### RECORDS FOR THE TASK:
====================
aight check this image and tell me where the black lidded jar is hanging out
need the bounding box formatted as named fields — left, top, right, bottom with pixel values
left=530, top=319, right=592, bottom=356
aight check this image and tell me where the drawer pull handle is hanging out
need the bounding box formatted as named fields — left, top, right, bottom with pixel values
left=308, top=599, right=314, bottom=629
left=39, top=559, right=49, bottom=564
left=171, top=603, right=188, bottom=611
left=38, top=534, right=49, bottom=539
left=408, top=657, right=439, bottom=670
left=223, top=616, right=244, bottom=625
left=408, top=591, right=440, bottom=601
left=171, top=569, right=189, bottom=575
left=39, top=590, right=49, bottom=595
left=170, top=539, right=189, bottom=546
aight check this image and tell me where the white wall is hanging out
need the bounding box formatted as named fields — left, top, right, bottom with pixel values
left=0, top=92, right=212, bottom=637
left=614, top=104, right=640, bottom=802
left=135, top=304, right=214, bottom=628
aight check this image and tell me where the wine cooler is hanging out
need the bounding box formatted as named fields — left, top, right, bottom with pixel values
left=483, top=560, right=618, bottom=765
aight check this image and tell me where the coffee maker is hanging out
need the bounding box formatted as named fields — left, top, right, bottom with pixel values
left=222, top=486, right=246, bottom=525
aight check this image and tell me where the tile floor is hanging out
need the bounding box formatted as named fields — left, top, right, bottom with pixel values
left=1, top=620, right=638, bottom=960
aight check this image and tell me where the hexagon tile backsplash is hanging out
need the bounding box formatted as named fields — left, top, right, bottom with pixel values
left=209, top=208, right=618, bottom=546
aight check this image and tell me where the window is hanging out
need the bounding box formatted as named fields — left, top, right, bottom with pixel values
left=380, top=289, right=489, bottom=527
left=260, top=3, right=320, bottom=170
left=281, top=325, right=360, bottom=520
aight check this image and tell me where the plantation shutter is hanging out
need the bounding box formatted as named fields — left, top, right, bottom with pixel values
====================
### EXERCISE:
An exact repeat of the lines from the one containing "aight check this image and tell me where the window" through the final line of the entries is the whole answer.

### RESPONSE TO THE TASK:
aight check this image and tell me where the window is hanging out
need the bounding box formatted as named fields — left, top, right, bottom with pixel values
left=380, top=289, right=489, bottom=527
left=260, top=3, right=320, bottom=170
left=281, top=325, right=360, bottom=520
aight check this image and tell me where the plantation shutter is hanging out
need the bounding box formatted as named fields — left, top, right, bottom with pixel values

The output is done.